Activity =>
In the excerpt below on Trump's campaign, copy out every sentence that ends with a question mark.

There are caveats, to be sure. DeSantis has room to grow, with more voters unsure about him than is the case with Trump. And it can certainly be argued that a single-digit lead for a former president in his own party’s primary is less than stellar.
There are also some intriguing tensions revealed in Republicans’ views of Trump.
In the most recent Economist-YouGov poll, for example, 73 percent of Republican respondents had a positive opinion of Trump. But when asked whether he should run for president again, just 50 percent said yes. Thirty-one percent said no.
How does the age factor play for Trump and Biden?
Although Trump frequently attacks Biden’s mental agility, he is set to face GOP opponents championing their youth and a new generation of leadership. (UPI)
President Biden would be 86 by the time he concluded a second term. If Trump were to become the first president since Grover Cleveland to win non-consecutive terms, he would be 82 when leaving office a second time.
Will voters balk at such a prospect?
Haley, at least, appears to be betting they will.
She has proposed mandatory mental competency tests for politicians over the age of 75. Trump, somewhat unexpectedly, backed that proposal in principle but said it should apply to everyone, regardless of age.
Whatever comes of Haley’s proposal, there is a bigger question of whether voters will tire of two figures, Biden and Trump, who have been fixtures of American life for decades.
Even though Trump regularly impugns Biden’s mental agility, he must contend with rivals much younger than him.
DeSantis, 44, and Haley, 51, are younger than Trump by 32 and 25 years, respectively.
Can Trump ease concerns about his electability in a general election?
Former President Donald Trump pauses as he speaks at a campaign event Monday, March 13, 2023, in Davenport, Iowa. (AP Photo/Ron Johnson)
The early days of Trump’s campaign have been surprisingly conventional in some ways: Trump has begun hiring staff in Iowa, has issued policy proclamations on a variety of topics and, as Monday showed, he is already trekking to the early voting states.

Data for review =>

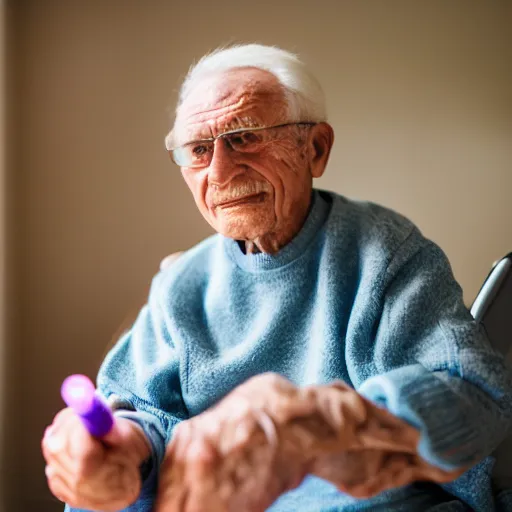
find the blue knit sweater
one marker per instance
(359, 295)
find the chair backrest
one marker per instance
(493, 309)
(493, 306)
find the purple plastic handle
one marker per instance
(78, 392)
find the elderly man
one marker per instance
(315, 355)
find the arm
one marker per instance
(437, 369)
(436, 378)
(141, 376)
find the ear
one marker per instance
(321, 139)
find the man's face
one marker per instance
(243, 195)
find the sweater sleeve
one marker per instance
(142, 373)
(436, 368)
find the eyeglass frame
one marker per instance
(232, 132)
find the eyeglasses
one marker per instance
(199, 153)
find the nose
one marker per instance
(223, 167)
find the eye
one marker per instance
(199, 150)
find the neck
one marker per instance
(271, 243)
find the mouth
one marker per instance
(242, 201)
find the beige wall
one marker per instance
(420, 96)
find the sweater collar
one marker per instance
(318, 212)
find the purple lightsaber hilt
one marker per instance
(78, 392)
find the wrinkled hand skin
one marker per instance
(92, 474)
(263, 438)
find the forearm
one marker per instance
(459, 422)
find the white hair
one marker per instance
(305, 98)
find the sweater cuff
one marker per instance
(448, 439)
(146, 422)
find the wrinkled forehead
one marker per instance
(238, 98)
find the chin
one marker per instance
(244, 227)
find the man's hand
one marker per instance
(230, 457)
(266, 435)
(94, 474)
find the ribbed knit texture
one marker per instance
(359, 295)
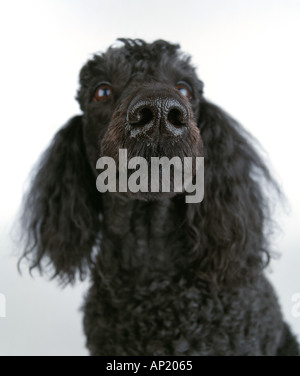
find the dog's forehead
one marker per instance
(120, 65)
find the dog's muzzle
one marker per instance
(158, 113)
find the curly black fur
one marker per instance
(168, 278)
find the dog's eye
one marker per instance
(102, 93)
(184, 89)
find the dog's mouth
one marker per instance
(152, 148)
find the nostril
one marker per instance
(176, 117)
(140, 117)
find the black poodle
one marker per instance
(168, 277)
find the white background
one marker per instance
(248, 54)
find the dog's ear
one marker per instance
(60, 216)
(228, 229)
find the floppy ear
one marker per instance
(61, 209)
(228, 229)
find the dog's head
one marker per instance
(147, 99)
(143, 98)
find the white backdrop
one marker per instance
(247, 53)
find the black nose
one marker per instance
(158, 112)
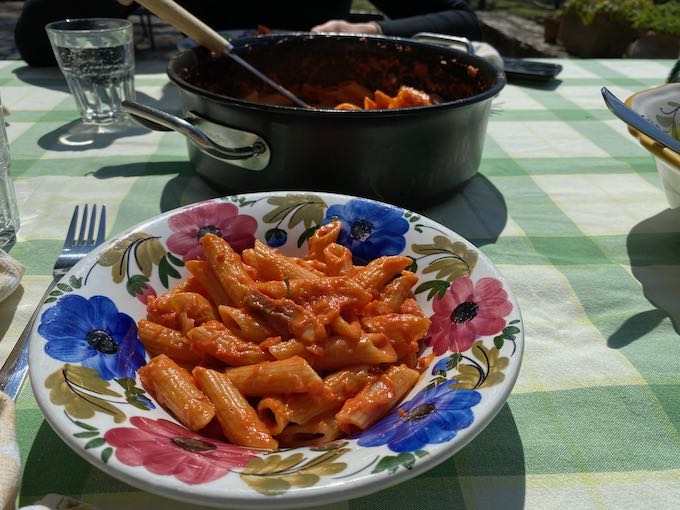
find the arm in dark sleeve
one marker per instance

Your response =>
How does the age factor play for Trump and Biden?
Will voters balk at such a prospect?
Can Trump ease concerns about his electability in a general election?